**Document extract:**
By turns the capital of the Roman Empire, the centre of Byzantium and Ottoman Constantinople, the mystical allure of Istanbul has been attracting visitors for centuries.
It's crowded, chaotic and creative, a sensory overload of sights, sounds and smells; a city of contrasts where old meets new and Europe meets Asia, not only geographically but culturally. And it’s all reflected in its eclectic cuisine, from street stalls to sleek restaurants.
My journey began with a sesame-covered, bagel-like simit in Sultanahmet, the city's historical heart and the showcase of its Ottoman and Byzantine roots. Some of the most iconic sites are here – the Blue Mosque, Hagia Sophia and Topkaki Palace – displaying the country’s finest decorative arts.
The city is a century-old hub for merchants. Its Grand Bazaar, built in 1461, is said to be the world’s oldest and largest covered market, a labyrinth of over 60 streets lined with around 4,000 shops selling everything from ceramics to carpets, slippers to spices.
A must-try was the city’s illustrious lokum – Turkish delight – from Haci Bekir. Established in 1777, the shop was named after its owner and is still run by the fifth generation of the same family. I tried some of their sugar-dusted, tangy lemon and creamy vanilla confections before choosing a box of sweet-scented rose-flavoured morsels.
To the north, the Galata Bridge spans the Golden Horn, the body of water that separates old and new Istanbul. At the end of the bridge, hungry commuters can grab a fish sandwich straight off the grill, or sit on a rickety stool under a plastic awning and dine on deep-fried hamsi, Black Sea anchovies, served with a squeeze of lemon.
Street food is an integral part of Turkish culture and it can see you through the day. Oval-shaped pide and round lahmacun – wafer-thin pastry topped with ground meat and spices – is the Turkish take on pizza, ideally washed down with a glass of yogurt-based ayran. After a long night, Istanbullus have an array of options to choose from; doner kebabs or more elaborate Iskender – meat served over cubes of flatbread cooked in a tomato sauce and smothered in garlicky yoghurt – or kokoreç, a sandwich of spiced lamb intestines grilled over charcoal.
There are just as many types of restaurants in Istanbul as there are dishes. The Turkish meyhane, or tavern, offers meze (tapas-style hot and cold dishes), while the traditional lokanta is a no-frills affair that serves home cooking. Nowadays, the city sees a new generation of national chefs taking the dishes granny made and giving them a contemporary spin in high-class restaurants.
First-time visitors often overlook upscale Nişantaşi, which has a distinctly European flavour. It became a residential neighbourhood in 1853 when the Sultan moved his court from Topkapi Palace to nearby Dolmabahçe Palace. Abdi Ipekçi Caddesi is still considered to be among the city’s most desirable addresses, lined with designer boutiques housed in Art Nouveau buildings.
At Kantin, based in Nişantaşi, the chef-owner Semsa Denizsel has pioneered the farm-to-table concept and only uses seasonal, locally sourced ingredients in her ever-changing blackboard menu. Try the citir (meaning crispy in Turkish), whole-wheat flour flatbread with a range of toppings – salmon, goat’s cheese, pumpkin – straight from the wood-burning oven. But if you don’t have time to linger, the downstairs shop sells subtly spiced kofte (meatballs), salads, freshly baked bread and pastries to take away.

**Data records:**
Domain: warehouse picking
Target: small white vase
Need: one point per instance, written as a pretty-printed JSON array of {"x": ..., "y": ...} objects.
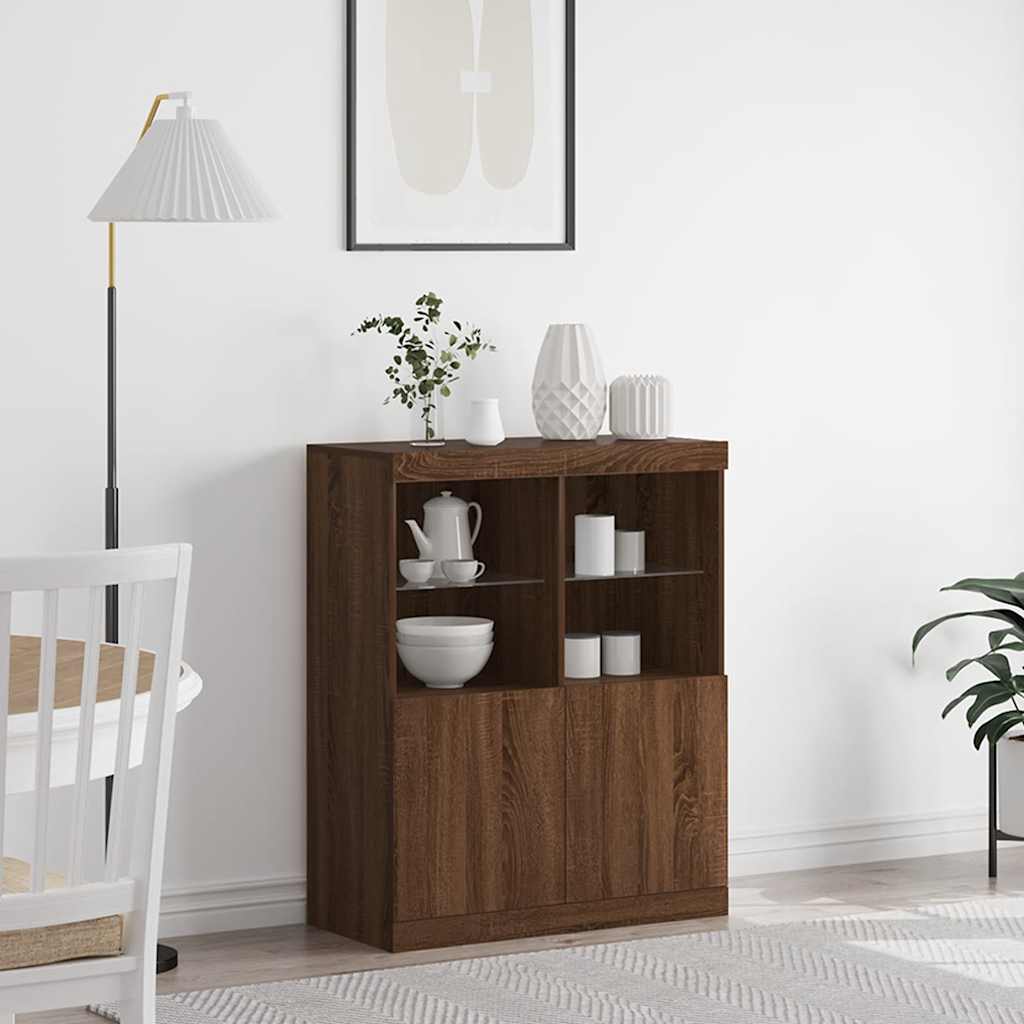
[
  {"x": 1010, "y": 760},
  {"x": 595, "y": 545},
  {"x": 569, "y": 390},
  {"x": 484, "y": 423},
  {"x": 640, "y": 407}
]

**Task description:** Can you copy the Istanbul food article word for word, from "There are just" to "in high-class restaurants."?

**Result:**
There are just as many types of restaurants in Istanbul as there are dishes. The Turkish meyhane, or tavern, offers meze (tapas-style hot and cold dishes), while the traditional lokanta is a no-frills affair that serves home cooking. Nowadays, the city sees a new generation of national chefs taking the dishes granny made and giving them a contemporary spin in high-class restaurants.